__ЗАДАНИЕ A__. Судя по приведенному ниже тексту о цыганских семьях, у кого Александр Леонидович собрал одежду для парализованных?

Входит Александр Леонидович.

По состоятельным цыганским семьям он собрал одежду для парализованных, иначе зиму им не пережить. Передает пакеты и еду. С обвисших седых усов старого цыгана снова падают слезы. «Аибоам…» - силится выговорить он. «Спасибо вам», - привычно переводит женщина с окровавленным лицом.

«…Я прощать учусь…»

Машина разворачивается в обратную сторону. Мы долго молчим по пути на юг области.

- Вот такие теперь цыгане, - говорит Максимов. – Очень хочу обратить внимание властей на наши проблемы. Один я не смогу помочь всем нуждающимся. Нужен культурный центр, программа социальной поддержки. Но кому эти старики нужны. И молодые интереса не представляют. Сам сейчас увидишь.

Через несколько часов мы останавливаемся у еще одного цыганского дома. Во дворе почти уютно. Между двумя кирпичами тлеют угли.

Строки набора данных:
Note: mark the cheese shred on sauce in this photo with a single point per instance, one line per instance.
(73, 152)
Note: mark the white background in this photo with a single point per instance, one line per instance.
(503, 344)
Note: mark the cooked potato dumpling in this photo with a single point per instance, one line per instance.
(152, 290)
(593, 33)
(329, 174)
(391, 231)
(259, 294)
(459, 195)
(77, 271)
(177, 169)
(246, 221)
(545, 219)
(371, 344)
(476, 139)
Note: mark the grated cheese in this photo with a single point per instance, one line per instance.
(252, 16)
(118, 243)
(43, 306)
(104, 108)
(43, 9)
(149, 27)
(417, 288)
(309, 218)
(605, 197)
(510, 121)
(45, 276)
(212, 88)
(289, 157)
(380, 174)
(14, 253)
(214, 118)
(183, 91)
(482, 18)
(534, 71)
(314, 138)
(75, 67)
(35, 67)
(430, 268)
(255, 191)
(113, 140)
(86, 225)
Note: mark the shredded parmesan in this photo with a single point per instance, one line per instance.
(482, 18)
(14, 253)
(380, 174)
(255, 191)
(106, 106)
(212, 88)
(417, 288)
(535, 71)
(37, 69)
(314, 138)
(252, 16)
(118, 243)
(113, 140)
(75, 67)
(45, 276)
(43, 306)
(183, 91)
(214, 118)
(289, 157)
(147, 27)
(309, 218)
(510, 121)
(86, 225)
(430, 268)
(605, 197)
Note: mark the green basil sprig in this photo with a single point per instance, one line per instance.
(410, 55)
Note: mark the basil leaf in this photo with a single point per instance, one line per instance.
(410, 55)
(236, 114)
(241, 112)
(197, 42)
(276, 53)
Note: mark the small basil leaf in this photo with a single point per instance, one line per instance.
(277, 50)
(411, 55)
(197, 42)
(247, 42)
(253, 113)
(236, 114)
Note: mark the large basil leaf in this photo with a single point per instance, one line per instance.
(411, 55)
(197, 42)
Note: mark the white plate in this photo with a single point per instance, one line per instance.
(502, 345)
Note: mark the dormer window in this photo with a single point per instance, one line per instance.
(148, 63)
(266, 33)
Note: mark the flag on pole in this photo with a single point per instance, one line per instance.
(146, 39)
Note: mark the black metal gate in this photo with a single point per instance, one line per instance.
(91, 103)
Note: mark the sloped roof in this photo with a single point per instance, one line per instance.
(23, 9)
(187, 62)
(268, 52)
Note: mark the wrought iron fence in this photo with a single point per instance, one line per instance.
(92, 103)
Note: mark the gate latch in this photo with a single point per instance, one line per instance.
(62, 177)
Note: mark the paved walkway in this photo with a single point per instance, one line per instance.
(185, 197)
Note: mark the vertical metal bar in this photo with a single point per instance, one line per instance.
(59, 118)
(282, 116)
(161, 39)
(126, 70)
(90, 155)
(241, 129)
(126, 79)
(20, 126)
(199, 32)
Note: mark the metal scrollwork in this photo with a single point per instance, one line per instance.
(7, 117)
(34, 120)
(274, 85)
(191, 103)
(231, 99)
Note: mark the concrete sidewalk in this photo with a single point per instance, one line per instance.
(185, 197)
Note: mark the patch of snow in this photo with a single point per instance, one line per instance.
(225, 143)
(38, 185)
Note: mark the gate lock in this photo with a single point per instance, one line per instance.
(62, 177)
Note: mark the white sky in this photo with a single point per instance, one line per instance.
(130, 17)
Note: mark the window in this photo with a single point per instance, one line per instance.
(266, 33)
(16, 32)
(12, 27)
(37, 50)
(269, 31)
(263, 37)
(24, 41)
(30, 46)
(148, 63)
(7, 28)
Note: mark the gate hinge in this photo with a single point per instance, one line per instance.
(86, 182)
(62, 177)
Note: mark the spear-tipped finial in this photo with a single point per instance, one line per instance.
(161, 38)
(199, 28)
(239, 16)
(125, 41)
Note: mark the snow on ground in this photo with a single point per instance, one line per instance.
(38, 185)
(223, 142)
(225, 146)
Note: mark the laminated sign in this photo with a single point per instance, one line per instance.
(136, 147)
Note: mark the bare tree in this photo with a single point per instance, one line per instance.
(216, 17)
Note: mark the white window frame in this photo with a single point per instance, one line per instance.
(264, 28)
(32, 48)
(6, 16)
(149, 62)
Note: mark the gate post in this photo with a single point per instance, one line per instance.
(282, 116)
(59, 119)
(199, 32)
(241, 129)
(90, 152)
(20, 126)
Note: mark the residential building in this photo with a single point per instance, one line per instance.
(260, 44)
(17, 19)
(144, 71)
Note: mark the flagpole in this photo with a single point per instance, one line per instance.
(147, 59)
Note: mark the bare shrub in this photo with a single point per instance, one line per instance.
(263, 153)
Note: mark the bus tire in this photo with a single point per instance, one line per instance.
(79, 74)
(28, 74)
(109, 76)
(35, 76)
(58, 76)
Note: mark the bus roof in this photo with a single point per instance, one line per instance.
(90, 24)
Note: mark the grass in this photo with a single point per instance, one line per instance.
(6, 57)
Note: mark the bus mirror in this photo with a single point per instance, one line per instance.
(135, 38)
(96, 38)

__ЗАДАНИЕ B__. Представьте в виде списка строк JSON часть записей: начните со строки, содержащей «Note: mark the bus roof», и продолжайте до конца записей включительно. Каждой строке записей должна соответствовать отдельная строка списка, пустые строки пропустите.

__РАЗБОР РЕШЕНИЯ A__. У состоятельных цыганских семей.

__РАЗБОР РЕШЕНИЯ B__.
[
  "Note: mark the bus roof in this photo with a single point per instance, one line per instance.",
  "(90, 24)",
  "Note: mark the grass in this photo with a single point per instance, one line per instance.",
  "(6, 57)",
  "Note: mark the bus mirror in this photo with a single point per instance, one line per instance.",
  "(135, 38)",
  "(96, 38)"
]